● **INSTRUCTIONS TO FOLLOW**
Write out the stretch of lines below that begins at the line with "For each <instance>, return" and ends at the line with "box: [125, 39, 167, 65]", including both, exactly as given and nothing more.

[Collected data entries]
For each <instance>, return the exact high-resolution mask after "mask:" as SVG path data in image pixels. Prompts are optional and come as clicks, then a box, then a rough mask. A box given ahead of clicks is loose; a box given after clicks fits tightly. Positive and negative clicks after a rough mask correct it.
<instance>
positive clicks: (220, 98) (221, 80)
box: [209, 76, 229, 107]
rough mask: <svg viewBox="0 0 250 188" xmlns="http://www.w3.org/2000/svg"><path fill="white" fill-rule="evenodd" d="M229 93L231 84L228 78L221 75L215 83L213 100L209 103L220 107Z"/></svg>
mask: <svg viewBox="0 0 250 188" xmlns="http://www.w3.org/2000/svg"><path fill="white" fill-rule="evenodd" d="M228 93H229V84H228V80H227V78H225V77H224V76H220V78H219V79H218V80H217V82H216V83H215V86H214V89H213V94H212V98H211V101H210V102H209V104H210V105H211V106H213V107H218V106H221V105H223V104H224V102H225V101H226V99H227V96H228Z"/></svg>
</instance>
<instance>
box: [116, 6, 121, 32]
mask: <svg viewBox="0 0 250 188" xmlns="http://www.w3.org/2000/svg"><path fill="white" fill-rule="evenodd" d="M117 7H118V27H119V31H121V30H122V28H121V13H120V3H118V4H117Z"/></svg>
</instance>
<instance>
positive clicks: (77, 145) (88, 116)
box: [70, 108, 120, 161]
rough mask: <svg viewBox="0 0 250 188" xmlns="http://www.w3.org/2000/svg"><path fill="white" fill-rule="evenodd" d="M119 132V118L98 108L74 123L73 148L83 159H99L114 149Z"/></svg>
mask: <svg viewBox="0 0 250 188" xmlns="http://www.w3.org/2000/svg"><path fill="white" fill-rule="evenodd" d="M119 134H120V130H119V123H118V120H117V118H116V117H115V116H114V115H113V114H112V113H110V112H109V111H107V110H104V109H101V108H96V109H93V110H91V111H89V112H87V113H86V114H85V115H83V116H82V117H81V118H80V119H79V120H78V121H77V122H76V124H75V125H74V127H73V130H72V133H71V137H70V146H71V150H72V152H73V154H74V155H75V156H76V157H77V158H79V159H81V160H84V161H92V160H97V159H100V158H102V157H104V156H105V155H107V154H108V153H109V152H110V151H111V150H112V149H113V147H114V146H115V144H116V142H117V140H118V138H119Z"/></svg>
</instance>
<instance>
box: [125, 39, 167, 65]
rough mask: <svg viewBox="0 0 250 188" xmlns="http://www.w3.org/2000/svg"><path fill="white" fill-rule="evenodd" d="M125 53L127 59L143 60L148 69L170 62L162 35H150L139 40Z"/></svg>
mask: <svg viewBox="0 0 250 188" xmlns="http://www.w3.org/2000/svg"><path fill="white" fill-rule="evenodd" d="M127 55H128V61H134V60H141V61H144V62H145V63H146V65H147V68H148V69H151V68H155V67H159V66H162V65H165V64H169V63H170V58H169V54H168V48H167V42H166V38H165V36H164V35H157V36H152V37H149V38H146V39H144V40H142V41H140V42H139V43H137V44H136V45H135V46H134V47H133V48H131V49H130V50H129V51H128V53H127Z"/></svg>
--
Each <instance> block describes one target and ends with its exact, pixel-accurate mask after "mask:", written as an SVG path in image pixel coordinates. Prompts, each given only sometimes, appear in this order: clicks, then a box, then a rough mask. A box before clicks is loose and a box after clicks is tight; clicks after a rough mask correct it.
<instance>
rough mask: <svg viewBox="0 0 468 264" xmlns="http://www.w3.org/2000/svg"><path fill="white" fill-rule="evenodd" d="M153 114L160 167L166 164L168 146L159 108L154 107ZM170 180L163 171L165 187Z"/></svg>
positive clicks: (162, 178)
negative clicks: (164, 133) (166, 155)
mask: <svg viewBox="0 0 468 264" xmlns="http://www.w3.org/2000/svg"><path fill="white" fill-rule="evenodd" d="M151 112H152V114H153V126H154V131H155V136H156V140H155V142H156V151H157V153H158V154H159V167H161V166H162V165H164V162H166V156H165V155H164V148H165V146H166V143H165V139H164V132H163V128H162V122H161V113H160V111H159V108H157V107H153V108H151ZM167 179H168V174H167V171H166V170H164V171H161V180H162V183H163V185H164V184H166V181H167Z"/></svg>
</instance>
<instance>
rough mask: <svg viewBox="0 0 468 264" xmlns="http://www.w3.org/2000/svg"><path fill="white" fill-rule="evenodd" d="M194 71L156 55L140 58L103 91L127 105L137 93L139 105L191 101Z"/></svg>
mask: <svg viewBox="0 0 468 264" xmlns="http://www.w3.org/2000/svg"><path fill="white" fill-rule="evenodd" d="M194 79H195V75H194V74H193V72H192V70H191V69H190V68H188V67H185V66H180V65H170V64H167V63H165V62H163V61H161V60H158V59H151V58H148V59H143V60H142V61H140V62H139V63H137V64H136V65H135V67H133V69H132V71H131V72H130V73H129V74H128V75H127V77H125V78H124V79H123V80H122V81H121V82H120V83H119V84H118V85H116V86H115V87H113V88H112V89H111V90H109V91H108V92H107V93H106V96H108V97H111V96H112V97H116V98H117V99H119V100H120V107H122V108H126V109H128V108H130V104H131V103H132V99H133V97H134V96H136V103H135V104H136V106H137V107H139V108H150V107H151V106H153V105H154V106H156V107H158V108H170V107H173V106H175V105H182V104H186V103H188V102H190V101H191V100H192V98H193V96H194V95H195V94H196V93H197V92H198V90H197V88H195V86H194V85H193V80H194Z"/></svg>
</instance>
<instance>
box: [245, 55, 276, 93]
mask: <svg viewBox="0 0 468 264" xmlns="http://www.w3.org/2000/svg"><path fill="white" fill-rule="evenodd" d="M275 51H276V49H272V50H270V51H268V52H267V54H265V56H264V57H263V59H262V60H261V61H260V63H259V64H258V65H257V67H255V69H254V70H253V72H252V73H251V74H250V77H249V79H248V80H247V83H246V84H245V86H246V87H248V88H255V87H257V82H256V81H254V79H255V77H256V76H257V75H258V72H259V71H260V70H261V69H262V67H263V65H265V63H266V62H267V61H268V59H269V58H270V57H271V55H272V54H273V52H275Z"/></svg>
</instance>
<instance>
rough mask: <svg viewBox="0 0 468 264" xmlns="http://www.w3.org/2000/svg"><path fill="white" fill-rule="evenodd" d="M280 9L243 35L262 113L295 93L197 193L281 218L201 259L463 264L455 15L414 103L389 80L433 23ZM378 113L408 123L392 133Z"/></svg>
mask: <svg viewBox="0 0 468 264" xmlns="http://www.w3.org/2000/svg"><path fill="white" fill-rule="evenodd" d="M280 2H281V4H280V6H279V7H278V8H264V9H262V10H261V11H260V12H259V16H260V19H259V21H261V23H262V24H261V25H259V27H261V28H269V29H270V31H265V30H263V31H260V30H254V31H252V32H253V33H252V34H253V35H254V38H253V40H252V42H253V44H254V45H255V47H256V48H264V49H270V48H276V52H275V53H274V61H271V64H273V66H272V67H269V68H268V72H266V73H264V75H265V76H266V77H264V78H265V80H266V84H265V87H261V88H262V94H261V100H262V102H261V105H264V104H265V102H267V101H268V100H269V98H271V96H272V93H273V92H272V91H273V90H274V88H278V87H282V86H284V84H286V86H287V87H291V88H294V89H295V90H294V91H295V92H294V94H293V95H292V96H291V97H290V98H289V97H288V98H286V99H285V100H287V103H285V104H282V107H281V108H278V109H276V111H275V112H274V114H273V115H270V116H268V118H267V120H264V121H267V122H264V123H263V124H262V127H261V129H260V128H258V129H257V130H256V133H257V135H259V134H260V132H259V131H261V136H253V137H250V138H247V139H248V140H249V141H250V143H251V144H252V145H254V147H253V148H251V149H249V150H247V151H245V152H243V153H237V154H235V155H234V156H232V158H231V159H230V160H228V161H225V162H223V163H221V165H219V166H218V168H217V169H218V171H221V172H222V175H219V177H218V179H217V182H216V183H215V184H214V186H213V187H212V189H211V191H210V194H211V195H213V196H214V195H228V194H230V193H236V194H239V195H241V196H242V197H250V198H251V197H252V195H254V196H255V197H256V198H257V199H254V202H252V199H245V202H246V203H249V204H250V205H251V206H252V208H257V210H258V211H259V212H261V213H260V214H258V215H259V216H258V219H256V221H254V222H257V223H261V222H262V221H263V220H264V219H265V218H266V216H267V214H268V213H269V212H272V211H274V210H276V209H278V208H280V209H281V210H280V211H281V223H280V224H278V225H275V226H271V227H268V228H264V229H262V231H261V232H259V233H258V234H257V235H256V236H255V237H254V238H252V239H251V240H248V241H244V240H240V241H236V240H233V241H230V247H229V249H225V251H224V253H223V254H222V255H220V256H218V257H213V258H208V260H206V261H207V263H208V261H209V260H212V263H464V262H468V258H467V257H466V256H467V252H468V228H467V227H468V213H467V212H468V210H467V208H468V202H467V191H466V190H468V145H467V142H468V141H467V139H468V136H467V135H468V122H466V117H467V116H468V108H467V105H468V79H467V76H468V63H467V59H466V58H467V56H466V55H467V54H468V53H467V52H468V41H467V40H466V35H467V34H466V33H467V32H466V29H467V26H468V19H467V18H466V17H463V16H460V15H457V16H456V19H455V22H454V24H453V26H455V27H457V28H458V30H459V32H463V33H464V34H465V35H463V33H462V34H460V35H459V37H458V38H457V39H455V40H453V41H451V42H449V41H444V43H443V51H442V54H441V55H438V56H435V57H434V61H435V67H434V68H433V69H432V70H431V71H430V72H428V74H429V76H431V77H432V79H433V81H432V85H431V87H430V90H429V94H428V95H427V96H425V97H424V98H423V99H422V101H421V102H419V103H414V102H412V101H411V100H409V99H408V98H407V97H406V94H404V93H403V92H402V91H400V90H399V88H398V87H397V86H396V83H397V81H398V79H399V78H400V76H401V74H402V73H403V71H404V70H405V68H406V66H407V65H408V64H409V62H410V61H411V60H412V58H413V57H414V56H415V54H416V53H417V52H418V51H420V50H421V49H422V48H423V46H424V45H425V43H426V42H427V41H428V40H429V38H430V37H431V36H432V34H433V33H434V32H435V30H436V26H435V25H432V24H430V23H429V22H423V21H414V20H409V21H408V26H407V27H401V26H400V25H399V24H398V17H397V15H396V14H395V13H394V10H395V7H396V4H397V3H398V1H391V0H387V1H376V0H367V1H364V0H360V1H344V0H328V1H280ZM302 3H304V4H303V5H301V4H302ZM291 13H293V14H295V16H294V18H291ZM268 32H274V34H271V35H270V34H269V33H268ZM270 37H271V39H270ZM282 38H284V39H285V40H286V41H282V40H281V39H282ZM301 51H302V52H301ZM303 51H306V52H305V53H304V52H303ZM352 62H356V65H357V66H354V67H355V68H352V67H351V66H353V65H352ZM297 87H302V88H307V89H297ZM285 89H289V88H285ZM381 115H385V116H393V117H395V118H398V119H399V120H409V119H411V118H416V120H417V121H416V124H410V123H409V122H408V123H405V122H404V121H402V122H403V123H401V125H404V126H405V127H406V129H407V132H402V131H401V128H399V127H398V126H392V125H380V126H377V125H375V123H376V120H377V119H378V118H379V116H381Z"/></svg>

● **RESULT OF THIS EXERCISE**
For each <instance>, return the exact high-resolution mask after "mask:" as SVG path data in image pixels. Prompts are optional and come as clicks, then a box, then a rough mask. A box given ahead of clicks is loose; a box given after clicks fits tightly. Positive and negative clicks after a rough mask correct it.
<instance>
positive clicks: (220, 98) (221, 80)
box: [209, 76, 229, 107]
rough mask: <svg viewBox="0 0 250 188" xmlns="http://www.w3.org/2000/svg"><path fill="white" fill-rule="evenodd" d="M229 93L231 84L228 78L221 75L215 83L213 100L209 103L220 107Z"/></svg>
mask: <svg viewBox="0 0 250 188" xmlns="http://www.w3.org/2000/svg"><path fill="white" fill-rule="evenodd" d="M228 93H229V84H228V80H227V78H225V77H224V76H220V78H219V79H218V80H217V82H216V83H215V86H214V89H213V94H212V98H211V101H210V102H209V104H210V105H211V106H213V107H218V106H221V105H223V104H224V102H225V101H226V99H227V96H228Z"/></svg>
</instance>
<instance>
box: [116, 6, 121, 32]
mask: <svg viewBox="0 0 250 188" xmlns="http://www.w3.org/2000/svg"><path fill="white" fill-rule="evenodd" d="M117 7H118V27H119V31H121V30H122V28H121V13H120V3H118V4H117Z"/></svg>
</instance>
<instance>
positive clicks: (77, 145) (88, 116)
box: [70, 108, 120, 161]
rough mask: <svg viewBox="0 0 250 188" xmlns="http://www.w3.org/2000/svg"><path fill="white" fill-rule="evenodd" d="M119 132V118L98 108L74 123L73 148L83 159H99L114 149Z"/></svg>
mask: <svg viewBox="0 0 250 188" xmlns="http://www.w3.org/2000/svg"><path fill="white" fill-rule="evenodd" d="M119 134H120V130H119V123H118V120H117V118H116V117H115V116H114V115H113V114H112V113H110V112H109V111H107V110H104V109H101V108H96V109H93V110H91V111H89V112H87V113H86V114H85V115H83V116H82V117H81V118H80V119H79V120H78V121H77V122H76V124H75V125H74V127H73V130H72V133H71V137H70V146H71V150H72V152H73V154H74V155H75V156H76V157H77V158H79V159H81V160H84V161H92V160H97V159H100V158H102V157H104V156H105V155H107V154H108V153H109V152H110V151H111V150H112V149H113V147H114V146H115V144H116V142H117V140H118V138H119Z"/></svg>
</instance>
<instance>
box: [125, 39, 167, 65]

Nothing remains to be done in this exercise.